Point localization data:
[Start of section]
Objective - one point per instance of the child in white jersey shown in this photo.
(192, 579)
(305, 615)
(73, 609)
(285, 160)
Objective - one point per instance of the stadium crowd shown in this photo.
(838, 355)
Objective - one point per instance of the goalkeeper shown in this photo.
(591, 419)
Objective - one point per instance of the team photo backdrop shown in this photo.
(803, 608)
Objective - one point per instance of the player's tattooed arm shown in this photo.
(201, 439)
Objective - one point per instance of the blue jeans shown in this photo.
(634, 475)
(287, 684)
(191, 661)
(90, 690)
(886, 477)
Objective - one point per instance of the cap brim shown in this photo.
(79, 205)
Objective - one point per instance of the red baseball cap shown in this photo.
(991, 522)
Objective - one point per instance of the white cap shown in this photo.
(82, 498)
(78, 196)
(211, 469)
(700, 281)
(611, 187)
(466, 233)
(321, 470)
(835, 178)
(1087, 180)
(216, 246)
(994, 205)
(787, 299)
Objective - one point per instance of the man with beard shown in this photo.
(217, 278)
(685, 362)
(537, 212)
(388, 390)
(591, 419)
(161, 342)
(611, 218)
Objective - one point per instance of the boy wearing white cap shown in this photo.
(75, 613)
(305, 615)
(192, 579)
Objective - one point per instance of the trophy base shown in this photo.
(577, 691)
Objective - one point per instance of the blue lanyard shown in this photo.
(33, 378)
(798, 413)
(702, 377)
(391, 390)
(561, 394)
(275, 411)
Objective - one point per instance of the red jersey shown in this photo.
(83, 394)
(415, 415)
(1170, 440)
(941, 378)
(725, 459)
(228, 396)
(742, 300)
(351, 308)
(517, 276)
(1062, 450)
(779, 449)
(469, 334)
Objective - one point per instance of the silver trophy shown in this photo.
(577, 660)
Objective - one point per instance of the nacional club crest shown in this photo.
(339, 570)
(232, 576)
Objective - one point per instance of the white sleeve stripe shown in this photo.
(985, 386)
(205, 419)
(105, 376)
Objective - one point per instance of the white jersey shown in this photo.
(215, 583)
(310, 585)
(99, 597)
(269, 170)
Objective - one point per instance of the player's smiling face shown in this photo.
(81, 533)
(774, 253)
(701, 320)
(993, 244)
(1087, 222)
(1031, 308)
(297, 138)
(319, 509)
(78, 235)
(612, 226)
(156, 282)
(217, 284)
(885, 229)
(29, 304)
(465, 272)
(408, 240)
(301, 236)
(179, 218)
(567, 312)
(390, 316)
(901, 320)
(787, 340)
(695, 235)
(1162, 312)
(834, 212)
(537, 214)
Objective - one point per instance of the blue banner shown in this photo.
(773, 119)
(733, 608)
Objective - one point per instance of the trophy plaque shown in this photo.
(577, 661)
[End of section]
**TASK REQUIREMENTS:** Every record here must be output exactly, word for word.

**EXERCISE OUTPUT:**
Objective - one point per instance of the child in white jersey shown in this photo.
(192, 579)
(305, 615)
(73, 609)
(285, 160)
Objective - one point per instance of the stadium crowd shown in this photo.
(838, 355)
Objective - one point per instance of the goalkeeper shown in this photo.
(591, 419)
Objective - one point per instance of the team photo backdrop shown in this photo.
(803, 608)
Objective - one point per instance of the player's tattooed arm shown in this photo.
(201, 439)
Objective - one point per instance of the blue jeans shown in this photo.
(634, 475)
(287, 684)
(191, 661)
(90, 690)
(886, 477)
Objective - one point per instance of the cap brim shown in this photo.
(79, 205)
Objective - one point per instance of the red baseball cap shown in this photo.
(991, 522)
Objective - one point per instance of the white cap shown in this photo.
(82, 498)
(78, 196)
(211, 469)
(700, 281)
(611, 187)
(466, 233)
(321, 470)
(835, 178)
(1087, 180)
(216, 246)
(994, 205)
(787, 299)
Objective - one point per instance of the man with beard shown in this photo.
(217, 278)
(685, 362)
(537, 212)
(388, 390)
(591, 419)
(161, 342)
(611, 218)
Objective - one point per instance of the boy wearing white cap shown in this photo.
(75, 613)
(305, 615)
(192, 579)
Objective - one point per instance of the trophy base shown in this photo.
(577, 691)
Objective - one point per instance of the blue lanyard shown in this photo.
(33, 378)
(798, 413)
(702, 377)
(391, 390)
(561, 394)
(275, 411)
Objective - one point per instance of the red jersey shown in this photo.
(83, 394)
(415, 415)
(1170, 440)
(941, 378)
(725, 459)
(228, 396)
(742, 300)
(351, 308)
(517, 276)
(1062, 450)
(779, 449)
(469, 334)
Objective - one point per instance of the silver trophy shown in this photo.
(577, 660)
Objective - one point per instance of the nacional club crest shown in this photo.
(339, 570)
(232, 576)
Objective - one point per instance of the white sleeve stripe shown in this photo.
(985, 386)
(205, 419)
(105, 376)
Objective - one point per instance of the white jersey shown in this photo.
(215, 583)
(310, 585)
(99, 597)
(269, 170)
Objective - one point per instance of the player's smiling face shown in this photo.
(81, 533)
(774, 253)
(701, 320)
(993, 244)
(1087, 222)
(1031, 308)
(297, 138)
(319, 509)
(78, 235)
(612, 226)
(156, 282)
(217, 284)
(885, 229)
(29, 304)
(465, 272)
(408, 240)
(301, 236)
(179, 218)
(567, 312)
(390, 316)
(901, 320)
(787, 340)
(695, 235)
(1162, 312)
(834, 212)
(537, 214)
Objective - one point per instance of the blue banner shown in this photo.
(773, 119)
(733, 608)
Objective - one point per instance of the trophy plaque shown in this photo.
(577, 661)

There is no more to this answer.